#### [AIM]
Can you copy the data below word for word, from the line containing "Wildlife-count tagging: point out every instance of the house" through the end of the data, both included, and leave the pictures out?

## start

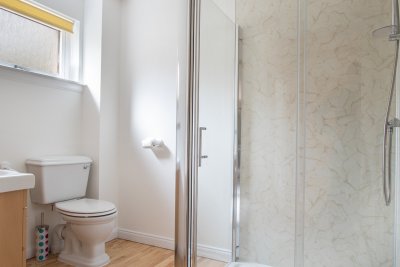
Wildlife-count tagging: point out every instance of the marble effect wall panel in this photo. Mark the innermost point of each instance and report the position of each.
(348, 76)
(346, 221)
(268, 78)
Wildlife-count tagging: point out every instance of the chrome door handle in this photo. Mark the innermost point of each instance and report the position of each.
(201, 156)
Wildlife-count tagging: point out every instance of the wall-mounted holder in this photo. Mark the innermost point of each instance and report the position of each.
(151, 142)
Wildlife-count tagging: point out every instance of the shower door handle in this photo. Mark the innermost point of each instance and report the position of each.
(201, 156)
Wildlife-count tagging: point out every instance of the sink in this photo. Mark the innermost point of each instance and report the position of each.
(11, 180)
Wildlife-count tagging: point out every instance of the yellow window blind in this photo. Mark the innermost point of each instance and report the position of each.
(37, 13)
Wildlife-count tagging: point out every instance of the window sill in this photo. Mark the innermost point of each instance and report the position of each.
(15, 74)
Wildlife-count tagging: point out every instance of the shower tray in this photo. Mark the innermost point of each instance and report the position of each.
(245, 264)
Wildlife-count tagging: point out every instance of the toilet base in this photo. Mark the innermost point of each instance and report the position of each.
(79, 261)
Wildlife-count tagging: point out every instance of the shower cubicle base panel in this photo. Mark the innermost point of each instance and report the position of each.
(245, 264)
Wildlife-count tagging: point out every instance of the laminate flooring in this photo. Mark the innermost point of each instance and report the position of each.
(130, 254)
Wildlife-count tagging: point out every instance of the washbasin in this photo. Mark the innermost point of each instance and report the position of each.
(11, 180)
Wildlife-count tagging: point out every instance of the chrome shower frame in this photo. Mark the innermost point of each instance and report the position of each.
(394, 123)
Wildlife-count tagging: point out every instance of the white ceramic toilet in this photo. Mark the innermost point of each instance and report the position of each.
(62, 180)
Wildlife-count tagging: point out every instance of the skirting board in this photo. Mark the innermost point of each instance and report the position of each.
(210, 252)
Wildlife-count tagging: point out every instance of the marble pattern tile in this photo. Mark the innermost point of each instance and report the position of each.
(348, 77)
(268, 76)
(346, 221)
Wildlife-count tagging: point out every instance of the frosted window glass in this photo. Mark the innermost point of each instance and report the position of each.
(28, 44)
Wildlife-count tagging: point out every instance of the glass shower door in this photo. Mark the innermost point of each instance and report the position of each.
(216, 135)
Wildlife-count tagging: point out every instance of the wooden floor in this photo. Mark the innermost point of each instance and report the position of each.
(125, 254)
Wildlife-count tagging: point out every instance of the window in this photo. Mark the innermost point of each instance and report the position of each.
(30, 44)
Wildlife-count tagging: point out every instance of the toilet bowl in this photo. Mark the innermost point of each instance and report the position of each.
(89, 223)
(62, 180)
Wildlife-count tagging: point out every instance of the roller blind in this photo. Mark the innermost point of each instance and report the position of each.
(35, 12)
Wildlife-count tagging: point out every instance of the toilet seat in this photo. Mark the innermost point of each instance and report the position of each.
(86, 207)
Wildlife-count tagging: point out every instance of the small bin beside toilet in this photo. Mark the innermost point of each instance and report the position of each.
(42, 240)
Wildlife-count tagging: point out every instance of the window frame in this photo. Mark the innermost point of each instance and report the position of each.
(69, 50)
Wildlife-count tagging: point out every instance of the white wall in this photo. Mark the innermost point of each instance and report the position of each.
(39, 117)
(228, 7)
(110, 70)
(42, 118)
(147, 108)
(46, 120)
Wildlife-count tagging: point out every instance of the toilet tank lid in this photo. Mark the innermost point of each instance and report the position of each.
(58, 160)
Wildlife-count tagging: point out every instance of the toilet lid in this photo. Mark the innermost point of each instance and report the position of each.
(86, 206)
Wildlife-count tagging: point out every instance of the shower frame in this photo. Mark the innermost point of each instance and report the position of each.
(188, 158)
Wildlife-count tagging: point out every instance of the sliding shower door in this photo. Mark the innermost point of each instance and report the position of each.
(216, 134)
(314, 85)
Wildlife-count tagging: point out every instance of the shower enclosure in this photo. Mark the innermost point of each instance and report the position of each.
(281, 110)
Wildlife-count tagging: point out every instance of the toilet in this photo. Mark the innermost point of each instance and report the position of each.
(62, 181)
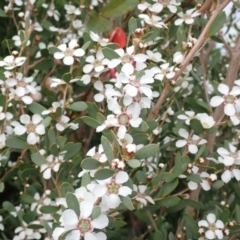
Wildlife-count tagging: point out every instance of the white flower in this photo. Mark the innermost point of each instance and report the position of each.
(188, 117)
(229, 157)
(110, 189)
(214, 228)
(51, 11)
(1, 225)
(178, 57)
(187, 17)
(153, 20)
(159, 5)
(62, 123)
(68, 53)
(204, 176)
(10, 62)
(2, 114)
(82, 226)
(102, 41)
(191, 142)
(155, 56)
(127, 59)
(70, 9)
(141, 196)
(206, 120)
(2, 140)
(121, 120)
(107, 93)
(99, 155)
(22, 84)
(53, 109)
(229, 99)
(18, 42)
(32, 127)
(53, 164)
(97, 63)
(163, 71)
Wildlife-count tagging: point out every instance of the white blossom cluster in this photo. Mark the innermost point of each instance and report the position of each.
(124, 84)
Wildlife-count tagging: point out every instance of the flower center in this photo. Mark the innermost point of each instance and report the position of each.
(97, 63)
(212, 226)
(84, 225)
(123, 119)
(68, 52)
(126, 58)
(164, 2)
(135, 83)
(187, 16)
(165, 71)
(22, 83)
(31, 127)
(229, 99)
(112, 188)
(137, 98)
(234, 155)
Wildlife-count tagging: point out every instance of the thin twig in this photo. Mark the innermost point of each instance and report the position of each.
(202, 38)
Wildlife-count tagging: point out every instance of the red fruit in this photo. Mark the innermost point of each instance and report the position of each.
(119, 36)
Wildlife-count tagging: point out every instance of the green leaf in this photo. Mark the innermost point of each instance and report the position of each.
(97, 23)
(196, 125)
(90, 164)
(52, 136)
(167, 188)
(217, 24)
(168, 177)
(191, 226)
(200, 151)
(96, 212)
(16, 143)
(38, 159)
(118, 8)
(54, 150)
(2, 186)
(85, 179)
(168, 201)
(141, 176)
(46, 24)
(67, 77)
(132, 25)
(107, 147)
(195, 178)
(127, 202)
(71, 149)
(8, 206)
(46, 121)
(90, 122)
(134, 163)
(103, 174)
(143, 127)
(73, 203)
(36, 108)
(3, 14)
(147, 151)
(27, 199)
(53, 50)
(109, 53)
(194, 204)
(77, 106)
(47, 227)
(218, 184)
(66, 188)
(181, 164)
(49, 209)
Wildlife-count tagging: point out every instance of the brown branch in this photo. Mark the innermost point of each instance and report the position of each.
(202, 38)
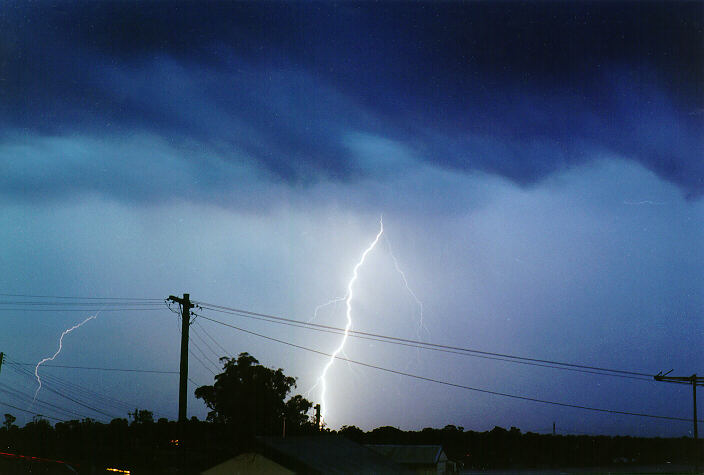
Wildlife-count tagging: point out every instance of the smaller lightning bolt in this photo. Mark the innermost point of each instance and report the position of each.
(348, 300)
(323, 305)
(61, 339)
(421, 324)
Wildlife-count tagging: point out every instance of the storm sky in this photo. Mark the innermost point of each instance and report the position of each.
(538, 168)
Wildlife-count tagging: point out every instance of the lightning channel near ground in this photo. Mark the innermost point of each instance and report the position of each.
(61, 340)
(348, 302)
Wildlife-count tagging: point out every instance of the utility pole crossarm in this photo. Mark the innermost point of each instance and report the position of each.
(693, 381)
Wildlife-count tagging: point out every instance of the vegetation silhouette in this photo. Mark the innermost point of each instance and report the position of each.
(251, 399)
(248, 399)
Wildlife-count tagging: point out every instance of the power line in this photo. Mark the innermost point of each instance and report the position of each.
(81, 298)
(55, 310)
(27, 398)
(446, 383)
(81, 391)
(127, 370)
(49, 388)
(205, 343)
(225, 352)
(30, 412)
(431, 346)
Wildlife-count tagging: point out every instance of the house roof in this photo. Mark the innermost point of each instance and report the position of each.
(325, 454)
(409, 454)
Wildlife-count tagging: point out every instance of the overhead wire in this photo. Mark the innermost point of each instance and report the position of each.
(73, 398)
(431, 346)
(31, 412)
(26, 398)
(456, 385)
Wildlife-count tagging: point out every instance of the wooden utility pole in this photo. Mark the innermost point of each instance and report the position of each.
(694, 381)
(317, 417)
(186, 307)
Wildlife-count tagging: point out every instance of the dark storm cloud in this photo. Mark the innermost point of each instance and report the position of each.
(516, 90)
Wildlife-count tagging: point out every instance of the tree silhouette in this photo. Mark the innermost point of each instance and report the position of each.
(251, 398)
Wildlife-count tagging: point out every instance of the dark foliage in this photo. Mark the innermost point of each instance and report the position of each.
(251, 399)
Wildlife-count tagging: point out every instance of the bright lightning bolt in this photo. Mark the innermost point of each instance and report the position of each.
(61, 339)
(348, 299)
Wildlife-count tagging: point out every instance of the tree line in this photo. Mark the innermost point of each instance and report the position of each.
(248, 399)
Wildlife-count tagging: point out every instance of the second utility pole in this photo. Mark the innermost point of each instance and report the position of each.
(186, 307)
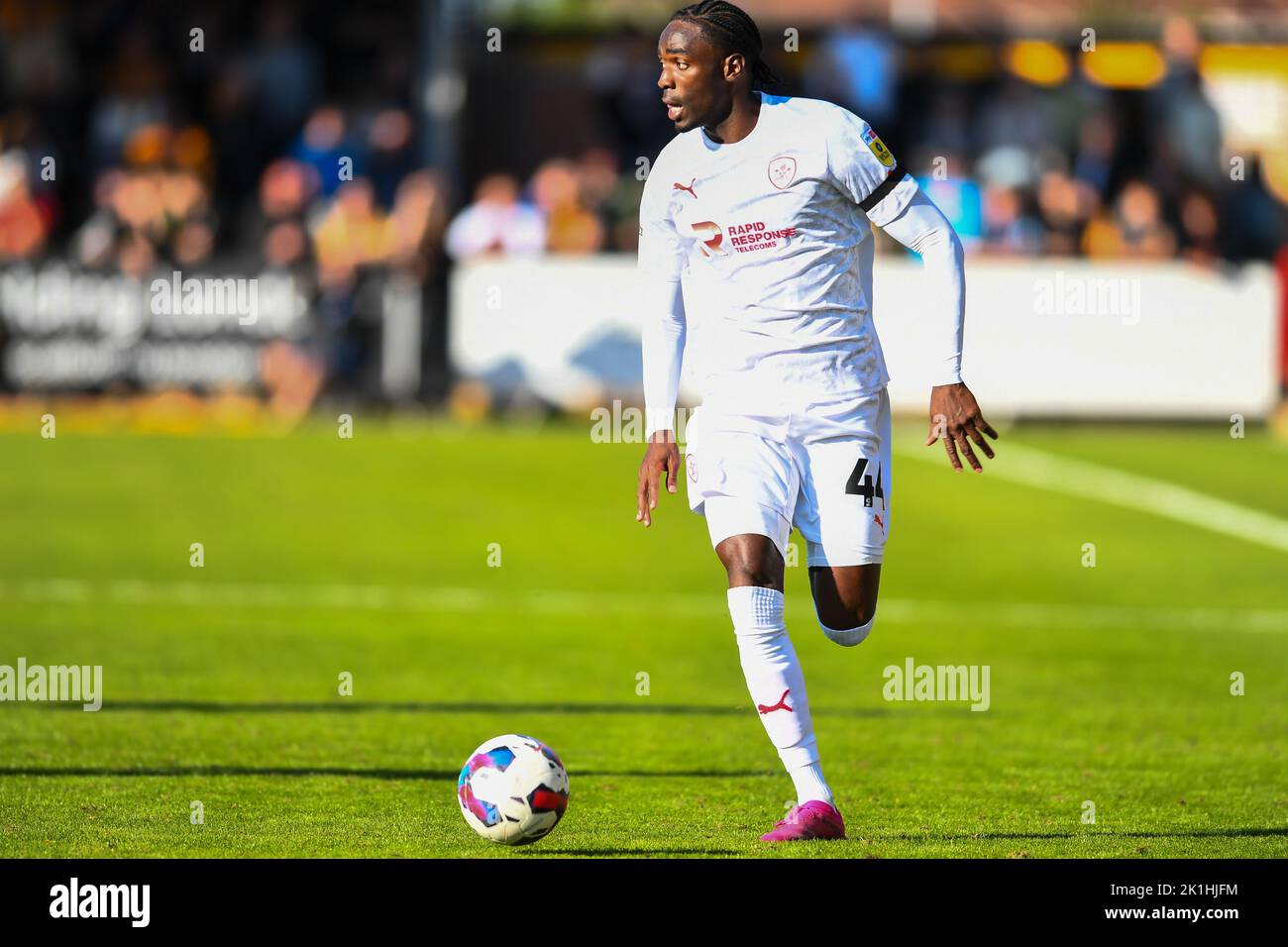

## end

#### [ANSWER FOR THE TASK]
Wildlife-count tagging: point out every instance of the house roof in this photo. Mark the innermost point of each instance and report the position of each.
(325, 454)
(409, 454)
Wildlife-count tagging: point out every instance of the overhead wire in this photo. Mark the innermost point of each instance and report the position of each.
(73, 398)
(431, 346)
(31, 412)
(26, 398)
(456, 385)
Wildlife-count tagging: point out every instance of the wooden utility pole in this photo. Mark the innermost point of each instance and report the position of each.
(694, 381)
(317, 417)
(186, 307)
Wildlife-count tagging: point out every instance of the dark storm cloud in this photo. Mark the innermost point of each instance and report the position of each.
(516, 90)
Wildlife-count tagging: point out every instance of the tree silhouette in this photo. Mark the innermost point of each instance and report the position of each.
(251, 398)
Wildlife-count tagging: point out every instance of the dark foliage in this photo. Mark the innermost point of each instance and report the position of each.
(251, 399)
Wildlife-count tagging: point out every instance of the bright lightning bolt in this photo. Mark the innermost point of each instance and report the position of each.
(61, 339)
(348, 299)
Wildlife-count tagging: point out every instance of the tree line in this photo. Mark the innermost point of each instance and report the position of each.
(248, 399)
Wildlife-count tagging: point out every instance of the second utility pole in this photo. Mark the innermost point of each instance and report the position of each.
(186, 307)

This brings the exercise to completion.